--- START SOURCE EXTRACT ---

2009 All England Masters International - Retrospective


There was only one true Master of Space and Time at Cambridge - the 'Little Master' from Fodens - Garry Cutt.

Garry Cutt
Hot stuff! Garry Cutt leads Fodens through the test piece unscathed

There is a perverse ‘crash and burn’ mentality to brass band contesting at times – especially from conductors.

Badge of honour

Heroic failure is seen as a badge of honour – especially when the man in the middle can deflect the blame away from the fact that their own navigational musical skills are the main reason why their bands come to grief like the Hindenburg docking at New Jersey in 1937.

Hiding behind test pieces that can see individual mistakes mask directional failings has been too much of an easy option for far too long at Championship level. It has also masked the fact that there are not that many high quality conductors of top level bands out there too.

That was patently obvious at the Masters on the weekend. 

Swan Vestas

Present conductor’s with a complex, but not incomprehensible ensemble work to decipher such as ‘Masters of Space and Time’, and you may as well have covered the score in lighter fuel and given them a box of Swan Vestas to help illuminate the thick fog of ineptitude that seemed to seep into many of their musical brains.

--- END SOURCE EXTRACT ---

Pick up the retrospective on the 2009 All England Masters brass band contest after its last sentence and carry on writing it.

--- START MATERIAL PROVIDED ---

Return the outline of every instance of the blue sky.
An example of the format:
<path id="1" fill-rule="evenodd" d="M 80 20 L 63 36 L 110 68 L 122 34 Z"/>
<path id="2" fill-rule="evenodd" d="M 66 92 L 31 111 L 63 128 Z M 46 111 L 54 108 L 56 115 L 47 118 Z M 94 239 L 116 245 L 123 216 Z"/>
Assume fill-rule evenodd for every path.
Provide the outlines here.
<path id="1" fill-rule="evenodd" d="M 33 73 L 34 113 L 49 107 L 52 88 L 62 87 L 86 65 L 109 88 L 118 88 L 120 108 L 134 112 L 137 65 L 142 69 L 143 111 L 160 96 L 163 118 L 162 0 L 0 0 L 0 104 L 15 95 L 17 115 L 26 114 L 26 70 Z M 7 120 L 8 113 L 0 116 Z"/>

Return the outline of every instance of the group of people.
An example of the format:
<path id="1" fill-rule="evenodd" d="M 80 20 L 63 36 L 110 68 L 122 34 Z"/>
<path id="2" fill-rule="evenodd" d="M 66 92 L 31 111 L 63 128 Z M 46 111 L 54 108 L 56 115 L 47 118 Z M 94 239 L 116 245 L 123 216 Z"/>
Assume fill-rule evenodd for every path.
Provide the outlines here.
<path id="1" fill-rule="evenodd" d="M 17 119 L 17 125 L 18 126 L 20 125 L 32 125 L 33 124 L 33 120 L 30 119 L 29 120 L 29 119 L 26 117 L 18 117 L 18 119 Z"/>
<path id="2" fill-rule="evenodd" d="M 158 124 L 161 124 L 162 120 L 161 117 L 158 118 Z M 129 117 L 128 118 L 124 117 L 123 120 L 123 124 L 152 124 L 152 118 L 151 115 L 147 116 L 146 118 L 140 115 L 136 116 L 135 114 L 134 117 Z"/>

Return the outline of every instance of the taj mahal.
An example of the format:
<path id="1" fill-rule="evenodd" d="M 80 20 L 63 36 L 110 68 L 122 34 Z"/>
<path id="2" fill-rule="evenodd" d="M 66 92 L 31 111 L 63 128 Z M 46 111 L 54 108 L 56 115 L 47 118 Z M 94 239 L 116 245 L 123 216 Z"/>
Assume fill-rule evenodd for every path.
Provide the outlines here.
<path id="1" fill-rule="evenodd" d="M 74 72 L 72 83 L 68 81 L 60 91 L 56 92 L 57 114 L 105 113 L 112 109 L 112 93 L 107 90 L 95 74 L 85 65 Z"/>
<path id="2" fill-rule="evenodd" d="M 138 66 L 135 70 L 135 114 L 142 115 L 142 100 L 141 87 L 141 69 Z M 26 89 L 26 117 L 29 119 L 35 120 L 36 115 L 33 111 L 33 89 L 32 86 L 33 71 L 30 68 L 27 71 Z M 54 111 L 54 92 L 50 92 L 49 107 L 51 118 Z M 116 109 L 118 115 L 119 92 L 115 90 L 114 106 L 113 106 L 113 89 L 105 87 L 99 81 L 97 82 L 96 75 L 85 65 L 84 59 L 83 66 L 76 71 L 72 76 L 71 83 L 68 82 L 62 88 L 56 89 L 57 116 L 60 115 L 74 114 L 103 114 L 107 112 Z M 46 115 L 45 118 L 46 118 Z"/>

--- END MATERIAL PROVIDED ---

▶ [EXERCISE ANSWER]:
Rosetta Stone

The modern day penchant for technical pyrotechnics in test pieces is the predictable get out clause for conductors who live by the misapprehension that the Sibelius computer programme is the modern day equivalent of the Rossetta Stone. 

Blaming the failure to impress judges by thinking that it was a high error count and individual frailties that caused combustible contesting disaster, only holds partial weight if you are playing a piece that contains a plethora of those pitfalls to overcome.

Self immolation

When it doesn’t – and ‘Masters of Space and Time’ certainly didn’t - the buck stops at the conductors stand.  And on Sunday, some emerged with an odd singe around the edges, others having experienced a 3rd degree burn or two and quite a few dousing themselves in petrol and committing self immolation.

One man who certainly emerged without even a heat rash was Garry Cutt.


The MD of Fodens directed a performance that was a beacon of understanding.  Where others were in need of calling Red Adair, he just read the instructions, used his musical intelligence and let his band do the rest.  They didn’t let him down.

Dynamic variances and internal balances were acutely observed, pace and meter (and there were only three real changes of pace in the entire piece – not that too many other speed freak MDs seemed to notice) balanced by poise and spatial awareness. 


The clue was in the title of Bruce Broughton’s fine work – it couldn’t have been clearer if he had stamped it in letters ten foot high - but such was the myopia it induced in certain conducting quarters you would have been forgiven into thinking that its musical subtext was in fact called ‘speed and volume’.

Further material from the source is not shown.